* EXCERPTED PASSAGE:

The district court sentenced Montgomery to twenty-four months imprisonment on each count, to run concurrently, and O'Connor to eighteen months imprisonment on each count, also to run concurrently. Both sentences included a seven-level guideline increase due to the district court's determination of the amount of loss. Montgomery's sentence included an enhancement for obstruction of justice because the district court found that he had committed perjury when testifying. The court ordered defendants to pay, jointly and severally, $184,814.70 in restitution to the victims.

II.

Montgomery contends that the district court erred by not permitting him to claim the marital communications privilege to exclude from trial his wife's correspondence and his wife's testimony about conversations with him. The government counters that Mrs. Montgomery did not intend the information in the letter to remain confidential, that Mrs. Montgomery controls the privilege, and that the privilege does not apply because Mrs. Montgomery became an accessory after the fact. We review de novo the district court's construction of a federal rule of evidence. United States v. Angwin, 271 F.3d 786, 798 (9th Cir.2001).

* DATASET CONTENT:
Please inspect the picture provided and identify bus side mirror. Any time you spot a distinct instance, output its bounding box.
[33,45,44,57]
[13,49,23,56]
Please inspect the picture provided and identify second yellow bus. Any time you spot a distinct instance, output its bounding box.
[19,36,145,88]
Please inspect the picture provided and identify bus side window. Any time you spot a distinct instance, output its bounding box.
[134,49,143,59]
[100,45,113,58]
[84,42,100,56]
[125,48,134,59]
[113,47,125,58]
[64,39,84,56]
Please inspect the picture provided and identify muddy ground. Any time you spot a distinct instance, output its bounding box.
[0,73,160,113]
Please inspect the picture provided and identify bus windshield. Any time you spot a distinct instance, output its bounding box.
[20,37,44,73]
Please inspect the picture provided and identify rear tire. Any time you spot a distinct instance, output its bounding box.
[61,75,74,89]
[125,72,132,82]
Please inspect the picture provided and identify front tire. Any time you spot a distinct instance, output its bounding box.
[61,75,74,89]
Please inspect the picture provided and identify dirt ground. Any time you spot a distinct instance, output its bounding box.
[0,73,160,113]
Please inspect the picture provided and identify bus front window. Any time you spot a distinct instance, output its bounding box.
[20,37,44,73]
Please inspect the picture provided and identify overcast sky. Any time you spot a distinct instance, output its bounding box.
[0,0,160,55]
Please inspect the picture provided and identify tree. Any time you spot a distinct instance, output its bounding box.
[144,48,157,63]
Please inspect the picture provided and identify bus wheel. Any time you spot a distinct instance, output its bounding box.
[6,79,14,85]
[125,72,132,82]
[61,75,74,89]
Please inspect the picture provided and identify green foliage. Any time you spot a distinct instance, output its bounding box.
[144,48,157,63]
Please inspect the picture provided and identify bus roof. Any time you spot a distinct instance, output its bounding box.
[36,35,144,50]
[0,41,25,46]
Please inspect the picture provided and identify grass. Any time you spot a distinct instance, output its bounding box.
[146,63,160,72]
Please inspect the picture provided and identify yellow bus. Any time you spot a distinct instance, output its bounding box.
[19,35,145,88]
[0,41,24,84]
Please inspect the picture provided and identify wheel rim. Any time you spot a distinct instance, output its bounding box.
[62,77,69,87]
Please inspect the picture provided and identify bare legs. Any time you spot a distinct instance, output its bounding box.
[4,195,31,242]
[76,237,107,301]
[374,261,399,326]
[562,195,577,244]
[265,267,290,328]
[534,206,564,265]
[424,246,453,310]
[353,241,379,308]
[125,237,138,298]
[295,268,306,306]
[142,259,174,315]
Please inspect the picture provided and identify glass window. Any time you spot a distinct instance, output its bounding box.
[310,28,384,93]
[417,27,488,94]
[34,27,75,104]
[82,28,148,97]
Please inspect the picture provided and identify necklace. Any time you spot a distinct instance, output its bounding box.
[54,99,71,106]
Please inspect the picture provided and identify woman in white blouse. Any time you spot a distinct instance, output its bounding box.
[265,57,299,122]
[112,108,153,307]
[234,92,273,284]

* WHAT NEEDS TO BE DONE: Pick up the court opinion on Montgomery's marital communications privilege claim after its last sentence and continue it.

* WRITTEN REPLY:
A. Marital Privileges

Federal Rule of Evidence 501 provides that "the privilege of a witness [or] person ... shall be governed by the principles of the common law as they may be interpreted by the courts of the United States in the light of reason and experience." The Supreme Court has recognized two privileges that arise from the marital relationship. The first permits a witness to refuse to testify against his or her spouse. See Trammel v. United States, 445 U.S. 40, 53, 100 S.Ct. 906, 63 L.Ed.2d 186 (1980). The witness spouse alone holds the privilege and may choose to waive it. Id. Because Mrs. Montgomery decided to testify, the first privilege is not at issue.

The second privilege, called the "marital communications" privilege, provides that "[c]ommunications between the spouses, privately made, are generally assumed to have been...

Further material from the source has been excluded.